(Items listed in a dataset)
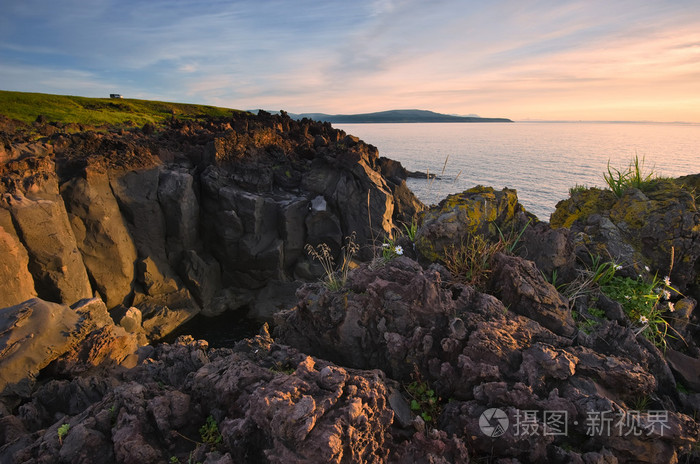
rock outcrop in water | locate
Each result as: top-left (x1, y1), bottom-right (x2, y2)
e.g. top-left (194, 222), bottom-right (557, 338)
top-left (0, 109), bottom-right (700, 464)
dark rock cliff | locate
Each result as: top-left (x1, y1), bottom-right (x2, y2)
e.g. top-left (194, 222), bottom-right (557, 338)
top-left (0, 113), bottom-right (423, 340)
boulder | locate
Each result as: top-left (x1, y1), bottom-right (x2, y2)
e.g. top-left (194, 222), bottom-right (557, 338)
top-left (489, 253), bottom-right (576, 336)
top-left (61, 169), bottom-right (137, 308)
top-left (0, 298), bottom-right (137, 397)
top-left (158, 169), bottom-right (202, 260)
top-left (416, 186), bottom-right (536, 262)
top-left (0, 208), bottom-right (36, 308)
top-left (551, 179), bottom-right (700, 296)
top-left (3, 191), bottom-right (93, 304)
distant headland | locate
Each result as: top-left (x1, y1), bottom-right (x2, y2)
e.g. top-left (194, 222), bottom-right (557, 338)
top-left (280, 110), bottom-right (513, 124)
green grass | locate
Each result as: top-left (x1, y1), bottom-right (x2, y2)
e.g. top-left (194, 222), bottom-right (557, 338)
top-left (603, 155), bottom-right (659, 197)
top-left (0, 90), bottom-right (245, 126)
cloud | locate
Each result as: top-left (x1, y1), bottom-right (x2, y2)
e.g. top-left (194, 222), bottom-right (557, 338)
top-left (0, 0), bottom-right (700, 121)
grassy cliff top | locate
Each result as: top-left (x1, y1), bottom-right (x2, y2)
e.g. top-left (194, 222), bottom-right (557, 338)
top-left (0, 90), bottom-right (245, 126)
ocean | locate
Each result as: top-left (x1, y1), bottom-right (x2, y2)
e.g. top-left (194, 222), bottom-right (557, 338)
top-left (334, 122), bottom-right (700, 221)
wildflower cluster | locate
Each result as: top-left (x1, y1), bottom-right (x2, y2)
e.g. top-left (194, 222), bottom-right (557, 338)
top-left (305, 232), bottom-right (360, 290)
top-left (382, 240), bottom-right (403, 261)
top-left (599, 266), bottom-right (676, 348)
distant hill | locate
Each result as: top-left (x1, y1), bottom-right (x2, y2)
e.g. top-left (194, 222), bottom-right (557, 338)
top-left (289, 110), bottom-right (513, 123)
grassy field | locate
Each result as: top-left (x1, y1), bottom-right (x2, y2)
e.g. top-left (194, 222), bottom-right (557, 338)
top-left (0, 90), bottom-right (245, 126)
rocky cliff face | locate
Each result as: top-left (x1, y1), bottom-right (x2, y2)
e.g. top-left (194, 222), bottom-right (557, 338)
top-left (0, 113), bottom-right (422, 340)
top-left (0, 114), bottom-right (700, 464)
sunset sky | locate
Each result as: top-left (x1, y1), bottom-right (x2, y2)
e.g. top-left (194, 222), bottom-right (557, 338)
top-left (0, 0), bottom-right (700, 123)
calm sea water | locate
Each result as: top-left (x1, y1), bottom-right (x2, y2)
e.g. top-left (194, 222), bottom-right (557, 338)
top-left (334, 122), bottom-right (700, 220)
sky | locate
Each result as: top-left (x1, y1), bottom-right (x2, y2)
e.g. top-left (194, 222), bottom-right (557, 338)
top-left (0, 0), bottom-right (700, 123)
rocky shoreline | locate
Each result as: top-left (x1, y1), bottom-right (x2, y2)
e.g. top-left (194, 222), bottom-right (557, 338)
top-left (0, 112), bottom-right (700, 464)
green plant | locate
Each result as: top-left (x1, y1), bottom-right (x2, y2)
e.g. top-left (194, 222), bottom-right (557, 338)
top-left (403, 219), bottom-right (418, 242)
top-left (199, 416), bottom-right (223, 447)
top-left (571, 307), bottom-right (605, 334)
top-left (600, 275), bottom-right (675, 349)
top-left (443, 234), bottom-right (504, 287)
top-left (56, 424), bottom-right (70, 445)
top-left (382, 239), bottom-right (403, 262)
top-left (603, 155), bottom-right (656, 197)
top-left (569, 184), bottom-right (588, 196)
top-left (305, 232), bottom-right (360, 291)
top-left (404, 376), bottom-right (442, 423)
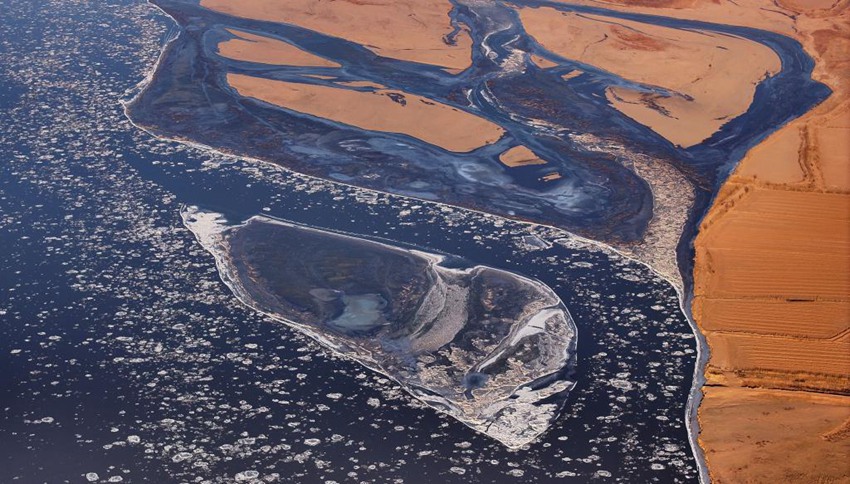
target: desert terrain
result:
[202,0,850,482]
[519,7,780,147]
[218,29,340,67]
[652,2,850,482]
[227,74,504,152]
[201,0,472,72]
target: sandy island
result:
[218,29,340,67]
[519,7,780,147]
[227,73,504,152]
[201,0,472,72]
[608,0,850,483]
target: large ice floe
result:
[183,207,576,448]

## [Instructions for the task]
Please render the material above as a numbered list, dropping any blank lines and leaving the pictures out of your answer.

## [The output]
1. rock outcrop in water | locate
2. Each result as: top-left (x1, y1), bottom-right (x2, y2)
3. e.g. top-left (194, 222), bottom-right (557, 338)
4. top-left (0, 109), bottom-right (700, 464)
5. dark rock cliff | locate
6. Each result as: top-left (x1, y1), bottom-right (x2, y2)
7. e.g. top-left (194, 222), bottom-right (557, 338)
8. top-left (0, 113), bottom-right (423, 340)
9. boulder | locate
10. Each result as: top-left (x1, y1), bottom-right (x2, y2)
11. e.g. top-left (194, 222), bottom-right (557, 338)
12. top-left (489, 253), bottom-right (576, 336)
13. top-left (61, 169), bottom-right (137, 308)
14. top-left (0, 298), bottom-right (137, 397)
15. top-left (158, 169), bottom-right (202, 260)
16. top-left (416, 186), bottom-right (536, 262)
17. top-left (0, 208), bottom-right (36, 308)
18. top-left (551, 179), bottom-right (700, 296)
19. top-left (3, 191), bottom-right (93, 304)
20. distant headland | locate
21. Each result as: top-left (x1, y1), bottom-right (x2, y2)
22. e.g. top-left (194, 222), bottom-right (557, 338)
23. top-left (280, 110), bottom-right (513, 124)
24. green grass | locate
25. Each result as: top-left (x1, y1), bottom-right (x2, y2)
26. e.g. top-left (194, 222), bottom-right (557, 338)
27. top-left (603, 155), bottom-right (659, 197)
28. top-left (0, 90), bottom-right (245, 126)
29. cloud | locate
30. Each result as: top-left (x1, y1), bottom-right (x2, y2)
31. e.g. top-left (194, 222), bottom-right (557, 338)
32. top-left (0, 0), bottom-right (700, 121)
33. grassy cliff top | locate
34. Each result as: top-left (x1, y1), bottom-right (x2, y2)
35. e.g. top-left (194, 222), bottom-right (557, 338)
36. top-left (0, 90), bottom-right (245, 126)
37. ocean | locate
38. Each result as: top-left (x1, y1), bottom-right (x2, y2)
39. e.g. top-left (194, 222), bottom-right (557, 338)
40. top-left (334, 122), bottom-right (700, 221)
41. wildflower cluster | locate
42. Each result as: top-left (x1, y1), bottom-right (x2, y2)
43. e.g. top-left (194, 222), bottom-right (557, 338)
44. top-left (305, 232), bottom-right (360, 290)
45. top-left (382, 240), bottom-right (403, 261)
46. top-left (599, 266), bottom-right (676, 348)
47. distant hill | locate
48. Each result as: top-left (x1, y1), bottom-right (x2, y2)
49. e.g. top-left (194, 222), bottom-right (557, 338)
50. top-left (289, 110), bottom-right (513, 123)
51. grassy field | locate
52. Each result as: top-left (x1, y1), bottom-right (x2, y2)
53. e.g. top-left (194, 222), bottom-right (557, 338)
54. top-left (0, 90), bottom-right (245, 126)
55. rocky cliff face | locate
56. Each result as: top-left (x1, y1), bottom-right (x2, y2)
57. e.g. top-left (194, 222), bottom-right (557, 338)
58. top-left (0, 113), bottom-right (422, 340)
59. top-left (0, 114), bottom-right (700, 464)
60. sunset sky | locate
61. Each result as: top-left (x1, y1), bottom-right (x2, y2)
62. e.g. top-left (194, 222), bottom-right (557, 338)
63. top-left (0, 0), bottom-right (700, 123)
64. calm sea water | locate
65. Each result as: top-left (x1, y1), bottom-right (x2, y2)
66. e.g. top-left (194, 222), bottom-right (557, 338)
67. top-left (334, 122), bottom-right (700, 220)
68. sky | locate
69. Each result as: top-left (x1, y1), bottom-right (x2, y2)
70. e.g. top-left (194, 222), bottom-right (557, 338)
71. top-left (0, 0), bottom-right (700, 123)
72. rocky shoreline | locate
73. Each result as: top-left (x1, y1), bottom-right (x2, y2)
74. e.g. top-left (194, 222), bottom-right (557, 338)
75. top-left (0, 112), bottom-right (700, 464)
76. green plant | locate
77. Each result as: top-left (x1, y1), bottom-right (x2, y2)
78. e.g. top-left (194, 222), bottom-right (557, 338)
79. top-left (403, 219), bottom-right (418, 242)
80. top-left (199, 416), bottom-right (223, 447)
81. top-left (571, 307), bottom-right (605, 334)
82. top-left (600, 275), bottom-right (675, 349)
83. top-left (443, 234), bottom-right (504, 287)
84. top-left (56, 424), bottom-right (70, 445)
85. top-left (382, 239), bottom-right (403, 262)
86. top-left (603, 155), bottom-right (656, 197)
87. top-left (569, 184), bottom-right (588, 196)
88. top-left (305, 232), bottom-right (360, 291)
89. top-left (404, 376), bottom-right (442, 423)
90. target: desert terrain
91. result:
92. [202,0,850,482]
93. [519,7,780,147]
94. [218,29,340,67]
95. [652,2,850,482]
96. [227,74,504,152]
97. [201,0,472,72]
98. target: sandy island
99. result:
100. [218,29,340,67]
101. [519,7,780,147]
102. [227,73,504,152]
103. [201,0,472,72]
104. [608,0,850,483]
105. target: large ice floe
106. result:
107. [183,207,576,448]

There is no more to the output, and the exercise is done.